= Textauszug =
--*--
Der Pferdefilm steht unter dem Generalverdacht, einem mit Brachialromantik auf die Hufe steigen zu wollen. Fury mag zu diesem zweifelhaften Ruf beigetragen haben, vielleicht auch Winnetous Iltschi oder das psychosomatische Flüstermärchen vom Mädchen und dem Wallach Pilgrim, das einem wie ein Föhnwind ins Pony wehte. Kurzum: Das Kino gab sich Mühe, seine Pferde totzureiten. Dabei – denken wir an Muybridge – kam das bewegte Bild doch einst hoch zu Roß …
Folgerichtig versucht sich Regisseur Benedikt Erlingsson in seinem Spielfilmdebüt nun an einer Ehrenrettung des berittenen Kinos, das man seit dem Aussterben des Westerns für einen verendeten Gaul halten konnte. Erlingsson aber gibt ihm die Sporen – mit einem vulkanerdigen Episodenreigen voller ungezähmter Abgründigkeit, fotografiert und erzählt mit jenem siebten Sinn für halsbrecherische Bild- und Stimmungskontraste, der den isländischen Film zu einem der wildesten europäischen Exoten macht.
Schauplatz ist ein entlegenes Tal, bevölkert von Islandpferden und seltsamen Humanoiden, die sich gegenseitig mit Ferngläsern observieren. Es flackert nur so von Lichtreflexen in den zersiedelten Höfen, vor denen sich ganze Familien zusammenfinden, um den fernen Nachbarn beim Leben, Lieben und Leiden zuzusehen. So entfaltet sich vor den neugierigen Blicken etwa eine Szene, in der ein stolzer Reiter namens Kolbeinn der Witwe Solveig einen Antrittsbesuch abstattet. Wirklich zu Potte kommen aber nur die edle Stute Grána und Solveigs Hengst Brúnn, nämlich in einem schamlosen Liebesakt, der die eigentlich reservierten Pferdebesitzer zum Äußersten treibt.
--*--
[Einträge des Datensatzes]
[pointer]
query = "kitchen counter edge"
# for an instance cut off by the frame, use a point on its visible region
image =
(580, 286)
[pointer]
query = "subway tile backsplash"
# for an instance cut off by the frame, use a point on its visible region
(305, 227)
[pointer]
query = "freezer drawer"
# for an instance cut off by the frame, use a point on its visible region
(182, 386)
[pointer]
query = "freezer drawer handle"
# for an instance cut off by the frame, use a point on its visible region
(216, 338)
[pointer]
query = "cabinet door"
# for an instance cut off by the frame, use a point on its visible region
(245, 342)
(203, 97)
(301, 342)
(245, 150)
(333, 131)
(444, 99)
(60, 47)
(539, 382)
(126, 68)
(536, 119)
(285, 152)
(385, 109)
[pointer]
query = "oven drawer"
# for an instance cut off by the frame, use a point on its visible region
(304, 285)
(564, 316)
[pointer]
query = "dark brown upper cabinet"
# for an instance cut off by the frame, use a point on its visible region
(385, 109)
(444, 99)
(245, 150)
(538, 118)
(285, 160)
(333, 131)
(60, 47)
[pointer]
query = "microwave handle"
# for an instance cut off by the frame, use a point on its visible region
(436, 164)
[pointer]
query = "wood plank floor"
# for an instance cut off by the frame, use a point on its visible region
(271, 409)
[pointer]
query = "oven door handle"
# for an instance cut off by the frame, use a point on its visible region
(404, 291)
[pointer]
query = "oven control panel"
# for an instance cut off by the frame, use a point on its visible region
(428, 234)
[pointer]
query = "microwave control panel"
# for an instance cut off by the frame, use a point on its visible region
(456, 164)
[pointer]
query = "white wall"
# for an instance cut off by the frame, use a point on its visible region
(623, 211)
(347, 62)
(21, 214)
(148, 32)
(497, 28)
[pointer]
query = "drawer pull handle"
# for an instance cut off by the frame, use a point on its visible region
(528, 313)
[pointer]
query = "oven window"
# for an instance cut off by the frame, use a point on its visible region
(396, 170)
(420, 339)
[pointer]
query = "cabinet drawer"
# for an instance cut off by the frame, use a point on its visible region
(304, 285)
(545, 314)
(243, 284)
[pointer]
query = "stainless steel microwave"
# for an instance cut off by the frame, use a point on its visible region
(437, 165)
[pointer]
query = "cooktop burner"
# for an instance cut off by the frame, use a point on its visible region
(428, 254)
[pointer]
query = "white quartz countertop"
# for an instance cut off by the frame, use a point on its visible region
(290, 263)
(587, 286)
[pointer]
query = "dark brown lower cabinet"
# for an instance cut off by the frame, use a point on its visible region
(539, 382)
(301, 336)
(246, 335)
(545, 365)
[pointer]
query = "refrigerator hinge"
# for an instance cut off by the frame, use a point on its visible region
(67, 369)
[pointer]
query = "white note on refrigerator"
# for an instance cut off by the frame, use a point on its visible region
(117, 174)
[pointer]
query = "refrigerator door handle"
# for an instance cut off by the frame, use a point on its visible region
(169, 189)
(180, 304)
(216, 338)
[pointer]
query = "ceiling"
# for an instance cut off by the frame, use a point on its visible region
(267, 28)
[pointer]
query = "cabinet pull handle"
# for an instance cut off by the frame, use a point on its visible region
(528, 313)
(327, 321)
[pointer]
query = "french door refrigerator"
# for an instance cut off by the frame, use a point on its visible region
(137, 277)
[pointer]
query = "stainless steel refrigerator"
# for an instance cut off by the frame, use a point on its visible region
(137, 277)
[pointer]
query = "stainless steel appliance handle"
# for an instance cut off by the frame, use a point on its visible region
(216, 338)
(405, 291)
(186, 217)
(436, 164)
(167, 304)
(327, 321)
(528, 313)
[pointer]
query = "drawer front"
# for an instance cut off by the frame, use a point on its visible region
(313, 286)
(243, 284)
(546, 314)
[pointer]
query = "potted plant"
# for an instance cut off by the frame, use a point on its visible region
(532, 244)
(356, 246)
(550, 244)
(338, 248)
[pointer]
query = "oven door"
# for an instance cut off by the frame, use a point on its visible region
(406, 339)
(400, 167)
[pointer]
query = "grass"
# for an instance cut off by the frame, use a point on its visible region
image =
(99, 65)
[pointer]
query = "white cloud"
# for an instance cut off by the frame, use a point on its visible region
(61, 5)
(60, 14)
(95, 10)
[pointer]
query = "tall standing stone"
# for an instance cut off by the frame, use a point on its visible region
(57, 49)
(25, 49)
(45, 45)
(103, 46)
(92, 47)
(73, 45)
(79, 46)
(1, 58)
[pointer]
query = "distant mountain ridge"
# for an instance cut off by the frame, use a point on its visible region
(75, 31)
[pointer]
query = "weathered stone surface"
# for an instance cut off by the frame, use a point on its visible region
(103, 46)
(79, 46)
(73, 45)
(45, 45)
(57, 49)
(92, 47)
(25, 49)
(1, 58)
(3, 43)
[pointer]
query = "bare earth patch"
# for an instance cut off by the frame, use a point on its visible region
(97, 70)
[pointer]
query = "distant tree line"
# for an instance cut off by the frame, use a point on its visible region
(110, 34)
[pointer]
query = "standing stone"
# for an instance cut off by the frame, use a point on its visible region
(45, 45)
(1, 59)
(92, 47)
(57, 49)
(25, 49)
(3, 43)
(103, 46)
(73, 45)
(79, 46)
--*--
= Aufgabe =
Schreiben Sie aus dem Text über den Pferdefilm die Stelle wörtlich ab, die bei „Schauplatz ist ein“ beginnt und bei „zum Äußersten treibt.“ endet.

= Lösung =
Schauplatz ist ein entlegenes Tal, bevölkert von Islandpferden und seltsamen Humanoiden, die sich gegenseitig mit Ferngläsern observieren. Es flackert nur so von Lichtreflexen in den zersiedelten Höfen, vor denen sich ganze Familien zusammenfinden, um den fernen Nachbarn beim Leben, Lieben und Leiden zuzusehen. So entfaltet sich vor den neugierigen Blicken etwa eine Szene, in der ein stolzer Reiter namens Kolbeinn der Witwe Solveig einen Antrittsbesuch abstattet. Wirklich zu Potte kommen aber nur die edle Stute Grána und Solveigs Hengst Brúnn, nämlich in einem schamlosen Liebesakt, der die eigentlich reservierten Pferdebesitzer zum Äußersten treibt.